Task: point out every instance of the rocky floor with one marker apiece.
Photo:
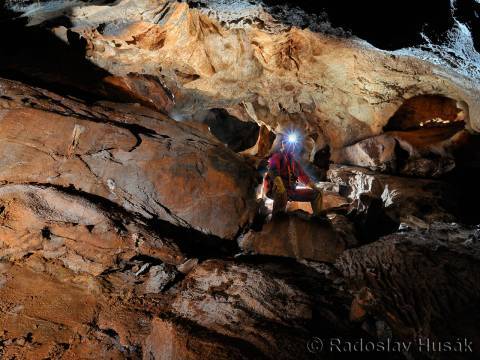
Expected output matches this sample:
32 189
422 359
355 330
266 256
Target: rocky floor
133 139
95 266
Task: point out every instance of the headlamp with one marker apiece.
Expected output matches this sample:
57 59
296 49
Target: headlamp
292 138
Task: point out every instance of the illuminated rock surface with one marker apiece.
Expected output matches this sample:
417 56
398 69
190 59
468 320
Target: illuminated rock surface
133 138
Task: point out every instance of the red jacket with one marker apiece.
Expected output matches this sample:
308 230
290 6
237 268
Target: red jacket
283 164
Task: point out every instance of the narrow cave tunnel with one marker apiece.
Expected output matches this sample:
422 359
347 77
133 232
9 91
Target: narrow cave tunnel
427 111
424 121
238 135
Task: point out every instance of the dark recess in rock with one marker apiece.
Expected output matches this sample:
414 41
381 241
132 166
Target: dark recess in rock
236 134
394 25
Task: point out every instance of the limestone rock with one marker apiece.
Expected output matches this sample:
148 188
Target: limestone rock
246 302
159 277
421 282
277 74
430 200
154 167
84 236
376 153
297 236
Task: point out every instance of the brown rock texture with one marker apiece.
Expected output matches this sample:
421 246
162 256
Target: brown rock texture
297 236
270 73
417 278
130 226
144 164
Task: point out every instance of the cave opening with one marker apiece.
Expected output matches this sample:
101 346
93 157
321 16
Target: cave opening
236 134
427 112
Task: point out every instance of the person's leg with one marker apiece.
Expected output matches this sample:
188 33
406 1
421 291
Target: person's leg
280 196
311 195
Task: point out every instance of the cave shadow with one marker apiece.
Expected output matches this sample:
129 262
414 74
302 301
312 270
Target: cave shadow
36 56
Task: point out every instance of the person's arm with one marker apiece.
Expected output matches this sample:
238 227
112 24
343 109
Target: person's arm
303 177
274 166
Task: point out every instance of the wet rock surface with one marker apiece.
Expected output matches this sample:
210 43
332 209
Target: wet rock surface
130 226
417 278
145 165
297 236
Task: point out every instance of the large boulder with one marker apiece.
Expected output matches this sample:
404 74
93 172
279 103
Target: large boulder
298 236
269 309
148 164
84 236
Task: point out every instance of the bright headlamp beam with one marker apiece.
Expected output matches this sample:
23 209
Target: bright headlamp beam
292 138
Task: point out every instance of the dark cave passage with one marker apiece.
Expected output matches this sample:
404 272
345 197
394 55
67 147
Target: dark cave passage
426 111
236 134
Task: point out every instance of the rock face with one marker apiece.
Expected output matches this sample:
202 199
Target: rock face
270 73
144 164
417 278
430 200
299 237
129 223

==================================================

Copy the entire listing above word for word, omitting the picture.

Task: point out every instance of the rocky floor with one marker apiece.
Photo:
Expected output matches this sample:
32 189
422 359
355 330
266 256
Target: rocky floor
133 139
95 266
Task: point out every instance of the headlamp with one marker apiece.
Expected output matches this sample:
57 59
296 49
Target: headlamp
292 138
Task: point out every instance of the illuminated rock surface with one marker apiece.
Expected output matches this sample:
417 56
398 69
190 59
468 320
Target: illuminated rock surface
133 138
Task: point out every instance of the red jacket with one marker apiece.
Expected output matches this sample:
308 230
290 6
237 268
Target: red jacket
283 164
Task: point out every instance of the narrow cave tunnel with one marker apiece.
Expected output matches this sample:
422 359
347 77
133 232
9 91
Target: narrow cave tunnel
427 111
424 121
238 135
Task: point out every instance of the dark recess in rock with one marker apiece.
Expected output matches this sample:
414 41
381 241
132 166
Target: dark recess in rock
236 134
394 25
Task: point out every instance of the limestone rock with one marker apiece.
Expected output matches this sample:
148 188
Target: limestone rock
246 302
159 277
421 282
277 74
430 200
154 167
84 236
376 153
297 236
Task: point out every instance of the brown rock texture with one marker apiece.
Expected output matches this sample:
421 246
162 256
Target: brown rock texture
297 236
270 73
417 278
130 226
144 164
Task: point out every instance of the cave opening with one marker apiece.
Expected output matches this sample:
101 346
93 157
321 16
Target: cave opening
236 134
427 112
Task: point out every instance of the person's leg with one marker apiece.
Expected output matches this sample:
188 33
406 1
421 291
Target: person's leg
280 196
311 195
Task: point out every instance of the cave shadow with one marker apiece.
Expected output matches this sample:
129 262
414 74
302 301
312 270
Target: cave shadow
36 56
Task: point out every instance of the person's arm with one marker apiece.
Expected output matches this sample:
238 227
112 24
343 109
Target: person's arm
303 177
274 166
Task: point out every instance of the wet rock surface with one marker apiece.
Expected output matches this sample:
210 43
332 209
Target: wet rock surface
130 226
417 278
145 165
297 236
Task: point out every instance of the large boulder with one marker apiece.
Expected output matches this sample:
404 74
93 172
279 103
Target: large boulder
298 236
269 309
148 164
84 236
Task: point out every instance of the bright headlamp beam with one marker apiece.
Expected output matches this sample:
23 209
Target: bright headlamp beam
292 138
Task: point out every instance of the dark cave passage with one marker apiece.
Expected output matches this sample:
404 272
345 197
394 55
67 147
Target: dark cave passage
426 111
236 134
Task: point out every instance of the rock face with one marker apiece.
Expected output matches this sample:
202 199
Target: rock face
270 73
144 164
417 278
430 200
299 237
129 223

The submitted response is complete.